→ What you have to do
Leave out the pictures and retype exactly the lines from the line with "Locate the blurred" through the end of the listing below.

::::::::

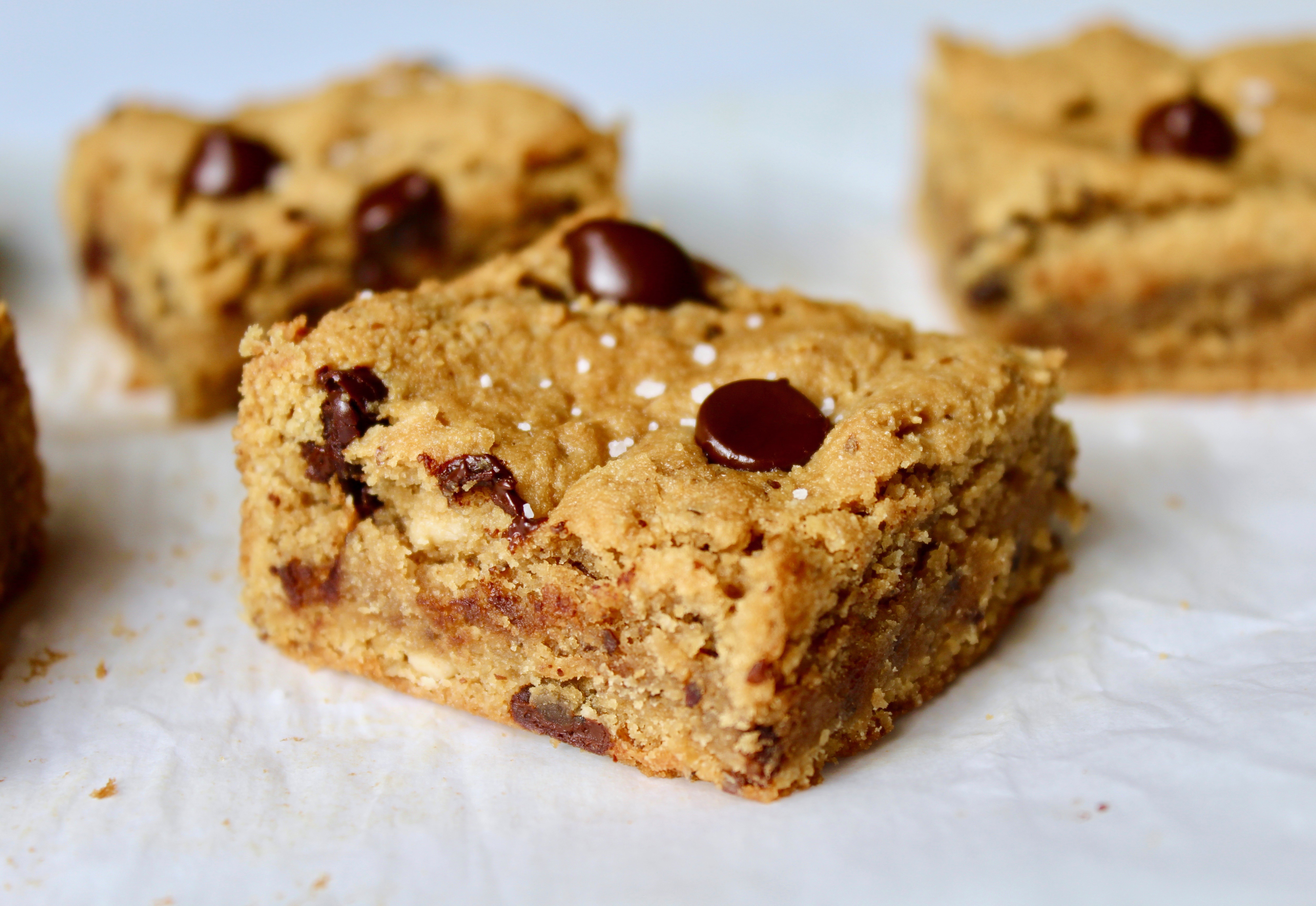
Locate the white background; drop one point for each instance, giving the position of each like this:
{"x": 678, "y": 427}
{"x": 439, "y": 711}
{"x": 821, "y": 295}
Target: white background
{"x": 1170, "y": 677}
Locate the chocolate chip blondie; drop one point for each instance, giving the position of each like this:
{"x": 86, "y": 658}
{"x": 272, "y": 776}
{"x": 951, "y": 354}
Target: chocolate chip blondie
{"x": 189, "y": 231}
{"x": 22, "y": 501}
{"x": 1153, "y": 214}
{"x": 618, "y": 497}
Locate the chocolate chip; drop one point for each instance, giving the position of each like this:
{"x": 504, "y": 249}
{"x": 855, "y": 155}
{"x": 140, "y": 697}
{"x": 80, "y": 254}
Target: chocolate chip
{"x": 401, "y": 232}
{"x": 559, "y": 722}
{"x": 95, "y": 256}
{"x": 1188, "y": 128}
{"x": 349, "y": 410}
{"x": 227, "y": 165}
{"x": 308, "y": 585}
{"x": 992, "y": 290}
{"x": 761, "y": 672}
{"x": 760, "y": 426}
{"x": 462, "y": 475}
{"x": 631, "y": 264}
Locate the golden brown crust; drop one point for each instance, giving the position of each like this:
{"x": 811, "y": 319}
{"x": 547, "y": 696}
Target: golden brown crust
{"x": 730, "y": 626}
{"x": 22, "y": 501}
{"x": 183, "y": 278}
{"x": 1153, "y": 273}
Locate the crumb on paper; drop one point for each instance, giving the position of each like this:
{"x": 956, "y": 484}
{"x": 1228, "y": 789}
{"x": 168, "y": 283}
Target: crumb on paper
{"x": 39, "y": 664}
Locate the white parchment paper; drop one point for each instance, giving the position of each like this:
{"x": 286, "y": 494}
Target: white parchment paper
{"x": 1145, "y": 733}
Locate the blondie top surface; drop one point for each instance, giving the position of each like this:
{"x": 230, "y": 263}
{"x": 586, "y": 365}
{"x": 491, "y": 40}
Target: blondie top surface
{"x": 22, "y": 498}
{"x": 502, "y": 488}
{"x": 1152, "y": 214}
{"x": 191, "y": 230}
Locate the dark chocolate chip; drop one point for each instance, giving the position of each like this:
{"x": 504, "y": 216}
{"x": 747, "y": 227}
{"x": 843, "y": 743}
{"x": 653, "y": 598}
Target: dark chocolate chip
{"x": 322, "y": 464}
{"x": 95, "y": 256}
{"x": 401, "y": 232}
{"x": 765, "y": 762}
{"x": 760, "y": 426}
{"x": 990, "y": 290}
{"x": 227, "y": 165}
{"x": 349, "y": 410}
{"x": 466, "y": 473}
{"x": 1188, "y": 128}
{"x": 559, "y": 722}
{"x": 631, "y": 264}
{"x": 761, "y": 672}
{"x": 308, "y": 585}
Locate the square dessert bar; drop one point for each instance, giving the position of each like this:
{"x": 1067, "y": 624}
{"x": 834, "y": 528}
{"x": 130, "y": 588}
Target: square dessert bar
{"x": 22, "y": 501}
{"x": 1152, "y": 214}
{"x": 189, "y": 230}
{"x": 620, "y": 498}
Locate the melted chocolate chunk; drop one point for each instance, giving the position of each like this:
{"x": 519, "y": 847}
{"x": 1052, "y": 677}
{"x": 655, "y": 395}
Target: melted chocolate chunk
{"x": 227, "y": 165}
{"x": 559, "y": 722}
{"x": 760, "y": 426}
{"x": 631, "y": 264}
{"x": 95, "y": 256}
{"x": 401, "y": 234}
{"x": 308, "y": 585}
{"x": 350, "y": 409}
{"x": 1188, "y": 128}
{"x": 462, "y": 475}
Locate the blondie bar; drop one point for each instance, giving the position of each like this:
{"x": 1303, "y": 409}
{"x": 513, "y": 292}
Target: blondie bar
{"x": 618, "y": 497}
{"x": 22, "y": 501}
{"x": 189, "y": 231}
{"x": 1152, "y": 214}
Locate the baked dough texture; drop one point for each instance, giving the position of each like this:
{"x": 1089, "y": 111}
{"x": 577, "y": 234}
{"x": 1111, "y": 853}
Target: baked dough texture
{"x": 183, "y": 274}
{"x": 1153, "y": 272}
{"x": 22, "y": 502}
{"x": 690, "y": 620}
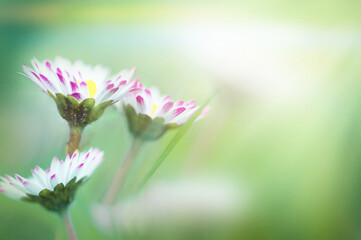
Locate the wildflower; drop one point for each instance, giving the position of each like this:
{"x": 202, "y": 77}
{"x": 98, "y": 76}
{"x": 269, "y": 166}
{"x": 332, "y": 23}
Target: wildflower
{"x": 54, "y": 188}
{"x": 81, "y": 92}
{"x": 150, "y": 114}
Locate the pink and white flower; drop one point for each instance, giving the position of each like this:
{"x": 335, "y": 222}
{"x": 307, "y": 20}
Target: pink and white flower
{"x": 80, "y": 80}
{"x": 74, "y": 168}
{"x": 151, "y": 103}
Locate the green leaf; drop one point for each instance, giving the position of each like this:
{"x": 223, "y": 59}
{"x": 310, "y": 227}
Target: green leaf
{"x": 173, "y": 143}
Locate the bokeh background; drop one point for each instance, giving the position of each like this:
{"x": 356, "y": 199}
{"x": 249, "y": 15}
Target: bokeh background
{"x": 278, "y": 157}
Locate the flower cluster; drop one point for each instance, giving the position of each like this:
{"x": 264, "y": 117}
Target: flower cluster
{"x": 80, "y": 91}
{"x": 151, "y": 114}
{"x": 55, "y": 187}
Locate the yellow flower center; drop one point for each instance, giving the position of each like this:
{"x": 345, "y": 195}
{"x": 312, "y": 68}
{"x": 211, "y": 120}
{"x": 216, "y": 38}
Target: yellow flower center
{"x": 153, "y": 110}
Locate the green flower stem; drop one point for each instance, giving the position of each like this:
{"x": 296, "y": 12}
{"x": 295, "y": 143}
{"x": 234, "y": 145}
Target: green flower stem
{"x": 68, "y": 223}
{"x": 122, "y": 172}
{"x": 74, "y": 139}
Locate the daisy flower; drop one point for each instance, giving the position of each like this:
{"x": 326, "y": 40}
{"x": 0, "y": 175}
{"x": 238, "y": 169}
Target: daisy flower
{"x": 81, "y": 92}
{"x": 55, "y": 187}
{"x": 150, "y": 114}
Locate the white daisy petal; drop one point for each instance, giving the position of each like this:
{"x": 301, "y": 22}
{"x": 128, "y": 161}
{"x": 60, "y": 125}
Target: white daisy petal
{"x": 79, "y": 165}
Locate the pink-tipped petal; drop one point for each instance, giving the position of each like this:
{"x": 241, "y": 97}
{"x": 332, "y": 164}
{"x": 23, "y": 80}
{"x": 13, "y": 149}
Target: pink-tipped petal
{"x": 178, "y": 111}
{"x": 148, "y": 92}
{"x": 77, "y": 96}
{"x": 48, "y": 65}
{"x": 74, "y": 86}
{"x": 167, "y": 107}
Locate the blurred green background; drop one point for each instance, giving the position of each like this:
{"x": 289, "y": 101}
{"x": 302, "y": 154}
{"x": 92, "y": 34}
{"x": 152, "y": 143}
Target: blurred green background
{"x": 284, "y": 129}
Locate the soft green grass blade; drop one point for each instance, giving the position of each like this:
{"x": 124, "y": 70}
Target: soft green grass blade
{"x": 173, "y": 143}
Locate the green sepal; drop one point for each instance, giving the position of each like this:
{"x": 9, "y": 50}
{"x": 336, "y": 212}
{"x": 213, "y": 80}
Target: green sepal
{"x": 99, "y": 110}
{"x": 79, "y": 113}
{"x": 58, "y": 199}
{"x": 143, "y": 126}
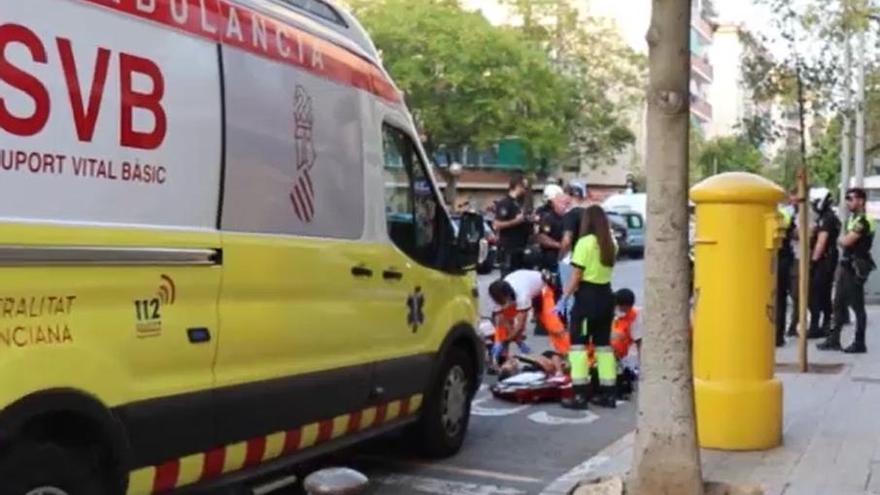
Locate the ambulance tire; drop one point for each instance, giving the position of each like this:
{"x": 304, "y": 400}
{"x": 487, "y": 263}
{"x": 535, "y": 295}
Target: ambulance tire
{"x": 31, "y": 466}
{"x": 446, "y": 414}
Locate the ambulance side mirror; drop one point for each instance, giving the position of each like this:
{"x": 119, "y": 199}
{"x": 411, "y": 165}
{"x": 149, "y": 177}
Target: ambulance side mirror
{"x": 471, "y": 245}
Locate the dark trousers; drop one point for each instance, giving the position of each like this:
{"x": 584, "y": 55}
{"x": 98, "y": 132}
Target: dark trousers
{"x": 512, "y": 259}
{"x": 821, "y": 284}
{"x": 783, "y": 285}
{"x": 850, "y": 294}
{"x": 795, "y": 296}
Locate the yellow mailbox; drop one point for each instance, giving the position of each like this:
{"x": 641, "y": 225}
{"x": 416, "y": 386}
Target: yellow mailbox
{"x": 738, "y": 400}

::::::::

→ Solution
Locate the blurred green background; drop one point for each instance, giving the position of each like this:
{"x": 289, "y": 101}
{"x": 302, "y": 154}
{"x": 92, "y": 34}
{"x": 152, "y": 143}
Target: blurred green background
{"x": 284, "y": 129}
Locate the soft green grass blade; drop one point for each instance, giving the position of each like this:
{"x": 124, "y": 70}
Target: soft green grass blade
{"x": 173, "y": 143}
Locate the green sepal; drop one point for each instance, giving the position of each like this:
{"x": 9, "y": 50}
{"x": 336, "y": 212}
{"x": 213, "y": 80}
Target: green sepal
{"x": 99, "y": 110}
{"x": 79, "y": 113}
{"x": 58, "y": 199}
{"x": 143, "y": 126}
Locate the ambulance tire; drop one point for each instance, giving the position of each like this:
{"x": 304, "y": 400}
{"x": 487, "y": 263}
{"x": 535, "y": 295}
Target: ambulance tire
{"x": 31, "y": 466}
{"x": 446, "y": 414}
Locate the ambulance side mirror; drop one point for each instance, giving the position of each like this:
{"x": 119, "y": 199}
{"x": 411, "y": 165}
{"x": 149, "y": 177}
Target: ambulance side mirror
{"x": 471, "y": 245}
Locate the dark trousers; drop one point for each instance, giving the position of each like this:
{"x": 584, "y": 55}
{"x": 98, "y": 132}
Target: dark trousers
{"x": 512, "y": 259}
{"x": 821, "y": 284}
{"x": 783, "y": 285}
{"x": 850, "y": 294}
{"x": 795, "y": 296}
Locate the yellow mailbox; drop one point for each instance, giving the position of each like this:
{"x": 641, "y": 225}
{"x": 416, "y": 386}
Target: yellow mailbox
{"x": 738, "y": 400}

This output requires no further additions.